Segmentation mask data
=== Section Start ===
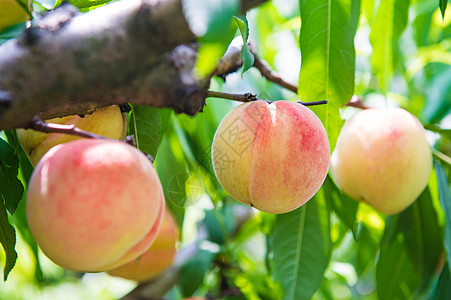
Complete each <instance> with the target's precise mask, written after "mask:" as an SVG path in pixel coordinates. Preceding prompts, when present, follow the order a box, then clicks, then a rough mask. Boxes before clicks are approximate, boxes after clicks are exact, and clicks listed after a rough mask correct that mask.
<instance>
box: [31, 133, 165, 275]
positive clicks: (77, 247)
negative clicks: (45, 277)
mask: <svg viewBox="0 0 451 300" xmlns="http://www.w3.org/2000/svg"><path fill="white" fill-rule="evenodd" d="M26 211H27V220H28V224H29V226H30V230H31V232H32V234H33V236H34V237H35V239H36V241H37V243H38V245H39V246H40V248H41V249H42V251H43V252H44V253H45V254H46V255H47V256H48V257H49V258H50V259H51V260H53V261H54V262H55V263H56V264H59V265H60V266H62V267H64V268H66V269H70V270H75V271H84V272H89V271H90V272H95V271H106V270H109V269H112V268H115V267H117V266H120V265H122V264H124V263H127V262H129V261H131V260H134V259H136V258H137V257H138V256H139V255H141V254H142V253H144V252H145V251H146V250H147V249H148V248H149V247H150V245H151V244H152V242H153V241H154V240H155V238H156V236H157V233H158V230H159V227H160V224H161V220H162V217H163V213H164V197H163V191H162V187H161V184H160V180H159V178H158V175H157V173H156V171H155V170H154V168H153V166H152V164H151V162H150V161H149V160H148V159H147V157H146V156H145V155H144V154H143V153H142V152H140V151H139V150H138V149H136V148H134V147H132V146H130V145H128V144H126V143H124V142H119V141H112V140H100V139H80V140H76V141H72V142H69V143H65V144H61V145H57V146H55V147H53V148H52V149H50V150H49V151H48V152H47V153H46V154H45V155H44V156H43V158H42V159H41V161H40V162H39V163H38V164H37V165H36V168H35V170H34V172H33V174H32V176H31V179H30V182H29V186H28V192H27V204H26Z"/></svg>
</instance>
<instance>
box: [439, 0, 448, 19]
mask: <svg viewBox="0 0 451 300" xmlns="http://www.w3.org/2000/svg"><path fill="white" fill-rule="evenodd" d="M447 6H448V0H439V7H440V12H441V13H442V19H445V11H446V7H447Z"/></svg>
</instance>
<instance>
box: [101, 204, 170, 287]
mask: <svg viewBox="0 0 451 300" xmlns="http://www.w3.org/2000/svg"><path fill="white" fill-rule="evenodd" d="M178 239H179V229H178V227H177V224H176V222H175V219H174V217H173V216H172V215H171V213H170V212H169V210H168V209H167V208H166V210H165V213H164V215H163V222H162V223H161V227H160V230H159V232H158V235H157V238H156V239H155V241H154V242H153V244H152V246H151V247H150V248H149V249H148V250H147V251H146V252H144V253H143V254H142V255H141V256H139V257H138V258H137V259H135V260H133V261H131V262H129V263H127V264H125V265H122V266H120V267H118V268H115V269H113V270H110V271H108V274H109V275H112V276H117V277H122V278H125V279H130V280H136V281H147V280H150V279H152V278H155V277H156V276H158V275H159V274H161V273H162V272H163V271H164V270H166V269H167V268H169V267H170V266H171V265H172V262H173V261H174V258H175V254H176V252H177V249H176V245H177V242H178Z"/></svg>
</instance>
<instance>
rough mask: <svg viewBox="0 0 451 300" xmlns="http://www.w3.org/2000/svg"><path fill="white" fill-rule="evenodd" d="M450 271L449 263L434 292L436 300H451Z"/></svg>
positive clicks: (441, 272)
mask: <svg viewBox="0 0 451 300" xmlns="http://www.w3.org/2000/svg"><path fill="white" fill-rule="evenodd" d="M449 270H450V269H449V262H447V263H446V264H445V266H444V267H443V269H442V272H441V273H440V277H439V279H438V282H437V287H436V288H435V290H434V298H433V299H434V300H443V299H451V277H450V271H449Z"/></svg>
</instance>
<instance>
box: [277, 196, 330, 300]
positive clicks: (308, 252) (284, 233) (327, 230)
mask: <svg viewBox="0 0 451 300" xmlns="http://www.w3.org/2000/svg"><path fill="white" fill-rule="evenodd" d="M271 244H272V247H273V254H274V258H273V271H274V277H275V279H276V280H277V281H278V282H279V283H280V284H281V286H282V289H283V292H284V298H283V299H284V300H300V299H311V297H312V295H313V294H314V293H315V291H316V290H317V289H318V288H319V286H320V284H321V282H322V280H323V277H324V271H325V270H326V268H327V265H328V263H329V258H330V248H331V246H330V244H331V241H330V224H329V211H328V210H327V208H326V203H325V201H324V200H323V199H321V198H320V197H318V196H315V198H313V199H311V200H310V201H309V202H307V204H304V205H303V206H301V207H300V208H298V209H296V210H294V211H292V212H289V213H286V214H281V215H277V219H276V223H275V225H274V230H273V233H272V235H271Z"/></svg>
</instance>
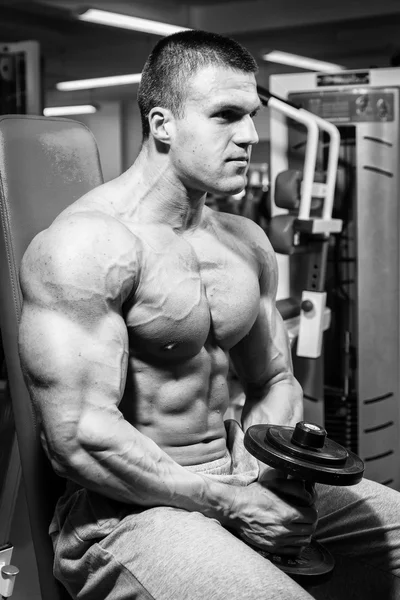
=== Section End ===
## YOUR TASK
The lines to return are those in the entries above that hold "rough".

## RESPONSE BELOW
Complete each <instance> with the target's precise mask, written after "mask:" as an SVG path in pixel coordinates. Preceding prompts, when present, follow the order a box, then clicks, then a rough mask. Boxes before clicks are approximate, boxes after clicks are exact, and clicks listed after a rough mask correct that mask.
rough mask: <svg viewBox="0 0 451 300" xmlns="http://www.w3.org/2000/svg"><path fill="white" fill-rule="evenodd" d="M450 271L449 263L434 292L436 300H451Z"/></svg>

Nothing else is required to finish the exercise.